From the hockey report below, reproduce verbatim the passage that opens with the words "This was the" and closes with "next World championship.".

## Document extract
::::::

SUPER SERIES '76-77: Team USSR
Clubs vs. WHA clubs
Hartfort Courant
by Tom Hine
December 28, 1976
Hartford, CT
Harry Neale sipped a little tradition out of one
of the Soviet Union's favorite past times Monday
night, and the New England Whalers stole the thunder
out of the Russian's playbook after an unbelievable,
surprisingly convincing, 5-2 exhibition win at the
Civic Center.
"I may have some vodka tonight, without any
mixer," Neale quipped
outside the jubilant Whalers locker room after a
win of such
magnitude most of the sellout crowd will never know.
This was the strongest Soviet Union hockey team
ever put on ice
and one which has a score to settle after last year's
Canada
Cup defeat let alone that national pride it hopes
to regain in
the next World championship.
It was a bitter blow for the Russians to watch
a bunch of Whalers,
hanging by a toenail in fourth place in the east
division standings,
beat them convincingly.
"It was a great emotional effort that will
probably cost us
two points tomorrow night, but it was worth it tonight,"
said
Neale who boards a plane this morning for the Whalers
game in
St. Paul this evening.
"I don't expect that we could play
with that emotional intensity
every night. But our players, I think, were as upset
as I was,
after last Monday's game with the Czechs."

::::::

Dataset excerpts on object pointing:

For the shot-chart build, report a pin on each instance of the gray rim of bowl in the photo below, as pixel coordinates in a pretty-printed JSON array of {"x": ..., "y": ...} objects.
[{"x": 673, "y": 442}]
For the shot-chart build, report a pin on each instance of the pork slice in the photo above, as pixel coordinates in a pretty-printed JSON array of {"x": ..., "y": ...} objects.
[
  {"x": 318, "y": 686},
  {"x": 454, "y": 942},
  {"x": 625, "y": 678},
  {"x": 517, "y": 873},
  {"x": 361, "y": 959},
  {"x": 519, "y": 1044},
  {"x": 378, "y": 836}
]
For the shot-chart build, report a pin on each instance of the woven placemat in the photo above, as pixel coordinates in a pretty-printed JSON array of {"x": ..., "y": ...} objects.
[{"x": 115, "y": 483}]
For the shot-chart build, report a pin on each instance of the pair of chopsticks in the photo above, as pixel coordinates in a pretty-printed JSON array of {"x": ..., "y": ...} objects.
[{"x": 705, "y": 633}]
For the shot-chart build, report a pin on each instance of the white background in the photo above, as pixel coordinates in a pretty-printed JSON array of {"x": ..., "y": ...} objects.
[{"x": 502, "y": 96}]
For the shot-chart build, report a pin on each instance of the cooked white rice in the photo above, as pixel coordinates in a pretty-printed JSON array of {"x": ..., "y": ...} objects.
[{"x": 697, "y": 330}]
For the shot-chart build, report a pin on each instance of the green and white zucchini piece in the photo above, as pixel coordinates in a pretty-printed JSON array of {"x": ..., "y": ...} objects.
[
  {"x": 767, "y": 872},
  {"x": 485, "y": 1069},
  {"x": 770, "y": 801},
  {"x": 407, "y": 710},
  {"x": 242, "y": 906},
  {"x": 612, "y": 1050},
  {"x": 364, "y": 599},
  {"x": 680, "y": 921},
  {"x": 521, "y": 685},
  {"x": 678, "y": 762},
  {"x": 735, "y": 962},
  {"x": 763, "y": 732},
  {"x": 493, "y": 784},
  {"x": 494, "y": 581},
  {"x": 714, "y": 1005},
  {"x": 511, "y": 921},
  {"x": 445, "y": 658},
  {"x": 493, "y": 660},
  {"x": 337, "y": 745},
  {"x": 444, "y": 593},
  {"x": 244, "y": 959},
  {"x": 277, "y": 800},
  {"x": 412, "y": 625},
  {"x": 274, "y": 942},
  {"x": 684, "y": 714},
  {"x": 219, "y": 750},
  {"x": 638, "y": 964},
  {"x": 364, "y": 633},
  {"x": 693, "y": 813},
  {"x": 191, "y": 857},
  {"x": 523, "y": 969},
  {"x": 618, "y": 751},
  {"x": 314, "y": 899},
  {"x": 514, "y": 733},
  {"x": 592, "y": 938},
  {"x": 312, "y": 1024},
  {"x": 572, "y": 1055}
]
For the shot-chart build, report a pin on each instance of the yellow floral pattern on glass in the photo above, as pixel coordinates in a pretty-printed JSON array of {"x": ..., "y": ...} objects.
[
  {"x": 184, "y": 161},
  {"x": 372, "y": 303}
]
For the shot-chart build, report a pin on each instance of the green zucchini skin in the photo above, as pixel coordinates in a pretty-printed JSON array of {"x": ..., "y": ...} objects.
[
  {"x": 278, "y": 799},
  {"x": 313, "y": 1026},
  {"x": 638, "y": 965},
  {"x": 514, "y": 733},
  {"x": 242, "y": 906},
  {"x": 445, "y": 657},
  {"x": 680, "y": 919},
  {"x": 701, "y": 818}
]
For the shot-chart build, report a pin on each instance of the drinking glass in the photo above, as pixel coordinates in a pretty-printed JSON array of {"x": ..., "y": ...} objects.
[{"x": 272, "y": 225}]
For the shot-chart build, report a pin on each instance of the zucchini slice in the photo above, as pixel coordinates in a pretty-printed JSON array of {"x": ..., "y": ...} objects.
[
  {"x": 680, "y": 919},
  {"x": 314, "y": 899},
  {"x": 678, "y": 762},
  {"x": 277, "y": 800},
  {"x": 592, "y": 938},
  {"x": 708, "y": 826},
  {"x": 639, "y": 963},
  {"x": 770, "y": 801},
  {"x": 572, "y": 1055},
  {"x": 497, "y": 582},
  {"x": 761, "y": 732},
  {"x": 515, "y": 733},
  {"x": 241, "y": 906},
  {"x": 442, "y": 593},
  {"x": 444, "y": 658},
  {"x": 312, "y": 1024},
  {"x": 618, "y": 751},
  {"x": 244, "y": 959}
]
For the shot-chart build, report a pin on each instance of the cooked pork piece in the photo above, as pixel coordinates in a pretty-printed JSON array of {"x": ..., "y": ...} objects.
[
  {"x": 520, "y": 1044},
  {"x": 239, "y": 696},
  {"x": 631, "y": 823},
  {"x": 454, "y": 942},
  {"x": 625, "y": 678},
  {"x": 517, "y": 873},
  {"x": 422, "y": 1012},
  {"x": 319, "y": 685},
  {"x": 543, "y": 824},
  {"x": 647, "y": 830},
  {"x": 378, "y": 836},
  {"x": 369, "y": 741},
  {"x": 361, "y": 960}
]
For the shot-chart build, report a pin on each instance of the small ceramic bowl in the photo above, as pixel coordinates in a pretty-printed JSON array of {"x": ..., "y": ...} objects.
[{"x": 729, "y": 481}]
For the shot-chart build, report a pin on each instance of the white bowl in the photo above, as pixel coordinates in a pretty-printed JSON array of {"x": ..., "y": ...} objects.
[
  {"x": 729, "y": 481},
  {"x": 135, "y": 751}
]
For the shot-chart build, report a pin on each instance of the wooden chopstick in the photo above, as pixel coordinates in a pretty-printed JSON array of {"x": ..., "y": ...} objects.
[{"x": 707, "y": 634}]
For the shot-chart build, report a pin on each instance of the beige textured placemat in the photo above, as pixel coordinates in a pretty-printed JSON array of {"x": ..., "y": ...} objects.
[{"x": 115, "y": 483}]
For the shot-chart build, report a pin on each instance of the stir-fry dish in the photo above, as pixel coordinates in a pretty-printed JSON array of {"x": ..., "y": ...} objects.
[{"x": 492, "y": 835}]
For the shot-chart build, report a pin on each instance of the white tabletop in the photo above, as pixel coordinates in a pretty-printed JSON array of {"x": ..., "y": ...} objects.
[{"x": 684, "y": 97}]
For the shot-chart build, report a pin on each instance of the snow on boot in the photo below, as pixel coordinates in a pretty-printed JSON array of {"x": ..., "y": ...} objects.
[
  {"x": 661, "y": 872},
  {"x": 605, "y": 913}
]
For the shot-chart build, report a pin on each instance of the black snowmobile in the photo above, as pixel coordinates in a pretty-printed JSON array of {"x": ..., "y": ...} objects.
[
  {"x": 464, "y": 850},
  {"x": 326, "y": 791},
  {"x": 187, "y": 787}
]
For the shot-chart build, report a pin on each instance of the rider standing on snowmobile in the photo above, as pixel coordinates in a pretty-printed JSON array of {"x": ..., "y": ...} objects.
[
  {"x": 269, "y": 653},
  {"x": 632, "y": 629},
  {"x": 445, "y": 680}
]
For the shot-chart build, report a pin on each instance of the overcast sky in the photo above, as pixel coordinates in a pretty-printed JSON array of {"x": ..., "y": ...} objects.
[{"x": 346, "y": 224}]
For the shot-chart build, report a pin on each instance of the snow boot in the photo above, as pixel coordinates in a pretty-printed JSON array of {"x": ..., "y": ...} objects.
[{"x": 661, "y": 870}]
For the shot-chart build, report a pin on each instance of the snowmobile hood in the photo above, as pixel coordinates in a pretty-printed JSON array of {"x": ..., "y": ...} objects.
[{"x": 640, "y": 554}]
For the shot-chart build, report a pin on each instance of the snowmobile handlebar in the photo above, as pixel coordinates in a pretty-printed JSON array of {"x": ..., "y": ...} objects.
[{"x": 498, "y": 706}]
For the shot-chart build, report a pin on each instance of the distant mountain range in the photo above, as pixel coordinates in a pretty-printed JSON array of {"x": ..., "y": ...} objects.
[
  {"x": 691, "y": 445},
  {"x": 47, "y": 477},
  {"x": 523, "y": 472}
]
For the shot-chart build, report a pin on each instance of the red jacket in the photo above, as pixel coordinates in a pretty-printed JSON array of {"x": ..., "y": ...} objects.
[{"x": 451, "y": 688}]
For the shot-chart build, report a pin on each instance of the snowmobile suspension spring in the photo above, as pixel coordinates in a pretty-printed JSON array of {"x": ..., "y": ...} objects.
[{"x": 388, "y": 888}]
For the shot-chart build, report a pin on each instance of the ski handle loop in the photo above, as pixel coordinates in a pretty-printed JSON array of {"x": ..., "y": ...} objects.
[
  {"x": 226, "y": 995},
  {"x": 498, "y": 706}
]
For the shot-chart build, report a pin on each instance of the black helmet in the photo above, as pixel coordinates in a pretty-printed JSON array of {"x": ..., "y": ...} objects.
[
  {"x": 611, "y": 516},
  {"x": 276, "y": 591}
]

::::::

## Output below
This was the strongest Soviet Union hockey team
ever put on ice
and one which has a score to settle after last year's
Canada
Cup defeat let alone that national pride it hopes
to regain in
the next World championship.